Data records:
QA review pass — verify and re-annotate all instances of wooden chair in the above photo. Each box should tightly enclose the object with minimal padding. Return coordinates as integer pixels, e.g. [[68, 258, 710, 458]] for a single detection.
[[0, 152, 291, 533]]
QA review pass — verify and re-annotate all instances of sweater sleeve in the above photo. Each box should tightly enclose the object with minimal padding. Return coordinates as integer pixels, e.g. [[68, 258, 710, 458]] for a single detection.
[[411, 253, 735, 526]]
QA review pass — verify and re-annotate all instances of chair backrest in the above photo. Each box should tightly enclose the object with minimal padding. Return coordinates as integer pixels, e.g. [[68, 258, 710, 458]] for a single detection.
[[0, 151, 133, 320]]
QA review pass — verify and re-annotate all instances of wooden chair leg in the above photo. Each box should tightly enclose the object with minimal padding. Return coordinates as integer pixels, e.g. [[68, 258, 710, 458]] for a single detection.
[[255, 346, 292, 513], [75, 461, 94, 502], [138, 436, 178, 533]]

Task directions: Reproduce verbatim every line of the items from the one containing "QA review pass — verify and re-annotate all instances of chair" down to the one containing "[[0, 151, 133, 320]]", inclusive of both, and output nothing else.

Response:
QA review pass — verify and re-annotate all instances of chair backrest in the above photo. Each box should tightly enclose the object with minimal padding. Return coordinates as integer pixels, e.g. [[68, 258, 710, 458]] for a single detection.
[[0, 151, 133, 320]]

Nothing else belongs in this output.